### PROBLEM DESCRIPTION
Repeat verbatim everything in the Camden Harbor post from "Tuesday, September 13, 2011" down to "in Pulpit Harbor.".

### SUPPLIED PASSAGE
Tuesday, September 13, 2011

Humbling Experiences - Becoming Relevant

"Life is a long lesson in humility"   James M Barrie

Sailing quietly off our mooring, headed for Pulpit Harbor Saturday afternoon, I learned a well-kept secret about Camden Harbor. There is a ledge tucked among six moored boats northeast of Curtis Island. Yes, there is a green can to the east marking an area to be avoided, but a patch of water full of moored boats does not suggest danger. I know differently now.

I called the Camden harbormaster on Channel 16. Jim Leo came out, assessed the situation and advised my wife, Kathrin, and me to sit atop the ledge and wait for the rising tide to float us off, rather than getting dragged back into open water and risk ripping the hull. We heeded his advice, and 90 minutes later we sailed out to our rendezvous with friends Chris and Charlotte Beebe in Pulpit Harbor.

While waiting for what seemed to be a long tide-change, I thought about another humbling experience – our inability to keep our printed newspapers relevant to all our citizenry. I know we are not alone. Around the globe, the decline of readership of printed professional journalism is startling. I am humbled. I should be able to figure this out.

In our case, it seems that our success serving more than 150,000 unique monthly visitors on our online Digital Main Street in Knox and Waldo counties has created a perception for a growing number of folks that there is no need to pick up our printed products. With 150,000 unique visitors in a community of 80,000 we know we are delivering relevant content. And we are doing so not just for those who live here, but to folks worldwide who are connected to our area through family and friends or because they visit here and want to keep up with what's happening.

The popularity of our bizMember program, with more than 400 local businesses using our platform to provide timely answers to their clients, is further evidence that we are relevant. These anchors of our local economy see that the news they post is viewed 200 to sometimes 1,000 times and they tell us about the increased traffic across their thresholds.

### INFORMATION GIVEN
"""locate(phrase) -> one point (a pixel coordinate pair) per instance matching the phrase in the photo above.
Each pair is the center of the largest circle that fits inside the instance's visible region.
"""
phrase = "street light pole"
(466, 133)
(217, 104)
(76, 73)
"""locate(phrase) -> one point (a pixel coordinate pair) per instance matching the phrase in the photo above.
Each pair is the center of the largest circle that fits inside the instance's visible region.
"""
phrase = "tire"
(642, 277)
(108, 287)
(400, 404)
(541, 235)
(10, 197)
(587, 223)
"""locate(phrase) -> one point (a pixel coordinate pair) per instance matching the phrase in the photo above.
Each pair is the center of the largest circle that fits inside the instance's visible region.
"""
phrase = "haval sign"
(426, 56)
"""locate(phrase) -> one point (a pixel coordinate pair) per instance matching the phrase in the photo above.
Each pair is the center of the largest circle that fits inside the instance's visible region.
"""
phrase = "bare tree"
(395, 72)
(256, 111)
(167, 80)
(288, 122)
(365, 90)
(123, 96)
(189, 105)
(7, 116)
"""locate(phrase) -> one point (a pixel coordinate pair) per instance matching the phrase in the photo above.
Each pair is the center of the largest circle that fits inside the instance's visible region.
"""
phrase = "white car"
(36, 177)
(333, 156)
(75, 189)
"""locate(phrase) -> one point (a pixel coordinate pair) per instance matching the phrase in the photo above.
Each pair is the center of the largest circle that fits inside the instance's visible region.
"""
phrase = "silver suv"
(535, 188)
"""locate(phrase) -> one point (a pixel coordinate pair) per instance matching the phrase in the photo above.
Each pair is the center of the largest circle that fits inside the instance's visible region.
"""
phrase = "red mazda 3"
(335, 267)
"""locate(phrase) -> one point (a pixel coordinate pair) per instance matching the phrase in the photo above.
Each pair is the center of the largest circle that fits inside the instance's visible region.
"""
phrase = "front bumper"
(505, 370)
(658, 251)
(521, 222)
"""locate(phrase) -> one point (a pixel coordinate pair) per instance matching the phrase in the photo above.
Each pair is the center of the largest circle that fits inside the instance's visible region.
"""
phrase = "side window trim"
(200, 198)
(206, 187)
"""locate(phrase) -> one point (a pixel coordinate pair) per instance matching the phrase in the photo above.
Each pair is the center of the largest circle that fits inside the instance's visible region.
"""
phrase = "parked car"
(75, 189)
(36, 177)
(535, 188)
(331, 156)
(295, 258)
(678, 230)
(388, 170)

### FINAL RESULT
Tuesday, September 13, 2011

Humbling Experiences - Becoming Relevant

"Life is a long lesson in humility"   James M Barrie

Sailing quietly off our mooring, headed for Pulpit Harbor Saturday afternoon, I learned a well-kept secret about Camden Harbor. There is a ledge tucked among six moored boats northeast of Curtis Island. Yes, there is a green can to the east marking an area to be avoided, but a patch of water full of moored boats does not suggest danger. I know differently now.

I called the Camden harbormaster on Channel 16. Jim Leo came out, assessed the situation and advised my wife, Kathrin, and me to sit atop the ledge and wait for the rising tide to float us off, rather than getting dragged back into open water and risk ripping the hull. We heeded his advice, and 90 minutes later we sailed out to our rendezvous with friends Chris and Charlotte Beebe in Pulpit Harbor.